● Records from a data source
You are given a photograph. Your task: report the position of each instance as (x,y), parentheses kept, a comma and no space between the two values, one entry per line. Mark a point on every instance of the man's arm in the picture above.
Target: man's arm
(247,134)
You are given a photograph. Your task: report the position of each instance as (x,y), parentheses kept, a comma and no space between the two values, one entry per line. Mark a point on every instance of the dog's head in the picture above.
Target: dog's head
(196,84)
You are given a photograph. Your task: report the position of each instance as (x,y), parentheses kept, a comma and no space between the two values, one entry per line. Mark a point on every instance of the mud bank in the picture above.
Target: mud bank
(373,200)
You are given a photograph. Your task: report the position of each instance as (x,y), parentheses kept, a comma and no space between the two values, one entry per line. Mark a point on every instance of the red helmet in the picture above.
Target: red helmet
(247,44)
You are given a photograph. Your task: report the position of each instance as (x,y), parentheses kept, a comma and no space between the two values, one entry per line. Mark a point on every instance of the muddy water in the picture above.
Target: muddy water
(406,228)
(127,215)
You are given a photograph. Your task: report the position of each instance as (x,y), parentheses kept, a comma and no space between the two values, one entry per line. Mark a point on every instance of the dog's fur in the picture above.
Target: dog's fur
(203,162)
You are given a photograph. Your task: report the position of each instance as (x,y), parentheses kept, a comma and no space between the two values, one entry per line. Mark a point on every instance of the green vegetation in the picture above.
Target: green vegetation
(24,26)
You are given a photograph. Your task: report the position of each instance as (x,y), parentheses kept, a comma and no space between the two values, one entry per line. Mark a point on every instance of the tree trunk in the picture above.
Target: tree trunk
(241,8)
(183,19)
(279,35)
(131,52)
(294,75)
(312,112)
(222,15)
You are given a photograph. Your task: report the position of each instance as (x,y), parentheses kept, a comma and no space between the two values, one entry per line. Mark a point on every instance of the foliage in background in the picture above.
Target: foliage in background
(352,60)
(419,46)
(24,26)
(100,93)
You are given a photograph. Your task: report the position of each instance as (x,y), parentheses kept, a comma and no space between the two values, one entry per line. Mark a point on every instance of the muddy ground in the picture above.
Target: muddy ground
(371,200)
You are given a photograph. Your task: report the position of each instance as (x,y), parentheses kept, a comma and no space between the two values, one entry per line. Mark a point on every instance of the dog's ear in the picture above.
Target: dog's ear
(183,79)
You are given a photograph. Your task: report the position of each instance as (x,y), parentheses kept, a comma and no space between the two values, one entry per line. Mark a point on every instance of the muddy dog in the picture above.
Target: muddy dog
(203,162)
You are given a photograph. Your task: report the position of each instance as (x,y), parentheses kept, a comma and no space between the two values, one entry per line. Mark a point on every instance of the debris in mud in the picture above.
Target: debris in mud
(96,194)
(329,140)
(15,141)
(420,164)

● Task goal
Please output all of the entries without changing a single character.

● Result for this task
You are given a photograph. Your task: report the position of each instance as (x,y), parentheses kept, a comma and no space between the two values, one entry per line. Mark a point on every instance of the man's arm in the picture above.
Target: man's arm
(247,134)
You are given a photograph. Your task: report the position of each instance as (x,y), parentheses kept, a comma and no space between the two values, one entry per line. Mark a point on every instance of the dog's head in the picture above.
Target: dog's head
(196,84)
You are given a photograph. Your task: report the position of each instance as (x,y), parentheses kept, a comma and no space between the two values, one entry per line. Mark a point on every instance of the mud bank in the picture above.
Target: mud bank
(373,200)
You are given a photograph. Your task: report the position of each instance as (x,y), parentheses kept, a comma and no space between the two values, one entry per line. Mark a point on every instance of the red helmet in the picture above.
Target: red helmet
(247,44)
You are given a photograph. Your task: report the position of each instance as (x,y), parentheses kept, a comma and no space between the two values, one entry per line. Mark a point on every instance of the muddy water in the picture above.
Target: muddy water
(406,228)
(127,215)
You are given a photograph. Your task: report the position of each instance as (x,y), parentheses kept, a comma and no space between the two values, one entry per line. Mark a point on every instance of the dog's fur in the picture above.
Target: dog's fur
(203,162)
You are given a photograph. Your task: report the position of each instance as (x,y), parentheses kept, a comma and no space between the two values, one entry per line. Mark a point on every instance of the green vegetation in the picture above.
Target: green vegetation
(24,26)
You are given a photograph. Your task: report the position of each instance as (x,y), parentheses kept, a comma and no space between the two values, one entry per line. Mark a point on every instance of the tree trunk in the picture above.
Target: tree trunk
(241,8)
(183,19)
(279,35)
(131,52)
(294,75)
(312,112)
(222,15)
You are given a photograph. Your task: report the position of each instance as (x,y), parentheses kept, a comma and no space between the two values, one entry per line. Mark a point on every instance of the foliage in background in the picture above.
Target: foliage in background
(352,60)
(419,46)
(24,26)
(100,93)
You are given a photograph. Your task: report the position of each instance as (x,y), parentheses kept, a comma and no space between the two values, one entry per line. Mark a point on every instance of the muddy ground in the picture above.
Target: muddy ground
(371,200)
You are given a photograph. Your task: report the position of each instance as (x,y), parentheses kept, a comma and no space between the two values, one entry per line. Mark a point on every instance of the dog's ear in the picture above.
Target: dog's ear
(183,79)
You are given a photograph. Your task: report the position of each instance as (x,y), parentheses kept, a comma and no space between the two values, one entry per line. Mark a point on every instance of the muddy dog in the picture above.
Target: muddy dog
(203,162)
You are given a photograph. Your task: report the position of each instance as (x,y), parentheses kept, a comma and no space between the two values, one entry per line. Mark a point on every instance of the debris in mud in the picture above.
Target: debris in mud
(96,194)
(329,140)
(15,141)
(420,164)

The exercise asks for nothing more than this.